- [What this task involves]: Pull out every line of the records that contains the string "grey", copying each one in full.

###

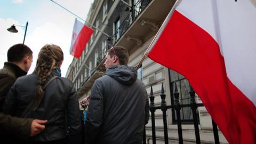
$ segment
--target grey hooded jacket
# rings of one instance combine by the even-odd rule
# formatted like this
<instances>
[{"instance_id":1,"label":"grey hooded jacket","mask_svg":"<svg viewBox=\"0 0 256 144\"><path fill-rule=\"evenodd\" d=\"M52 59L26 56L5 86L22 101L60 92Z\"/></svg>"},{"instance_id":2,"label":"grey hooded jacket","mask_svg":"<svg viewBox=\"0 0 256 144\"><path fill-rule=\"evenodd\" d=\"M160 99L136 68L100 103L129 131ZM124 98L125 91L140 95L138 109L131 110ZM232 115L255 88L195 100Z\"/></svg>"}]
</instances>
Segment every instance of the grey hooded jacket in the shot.
<instances>
[{"instance_id":1,"label":"grey hooded jacket","mask_svg":"<svg viewBox=\"0 0 256 144\"><path fill-rule=\"evenodd\" d=\"M92 90L85 123L90 143L142 143L149 106L144 84L133 67L107 69Z\"/></svg>"}]
</instances>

###

- [Finished exercise]:
--target grey hooded jacket
[{"instance_id":1,"label":"grey hooded jacket","mask_svg":"<svg viewBox=\"0 0 256 144\"><path fill-rule=\"evenodd\" d=\"M52 59L26 56L5 86L22 101L60 92Z\"/></svg>"},{"instance_id":2,"label":"grey hooded jacket","mask_svg":"<svg viewBox=\"0 0 256 144\"><path fill-rule=\"evenodd\" d=\"M160 99L136 68L100 103L129 131ZM124 98L125 91L140 95L138 109L131 110ZM232 115L255 88L195 100Z\"/></svg>"}]
Segment every instance of the grey hooded jacket in the shot.
[{"instance_id":1,"label":"grey hooded jacket","mask_svg":"<svg viewBox=\"0 0 256 144\"><path fill-rule=\"evenodd\" d=\"M92 90L85 123L90 143L142 143L149 106L144 84L133 67L107 69Z\"/></svg>"}]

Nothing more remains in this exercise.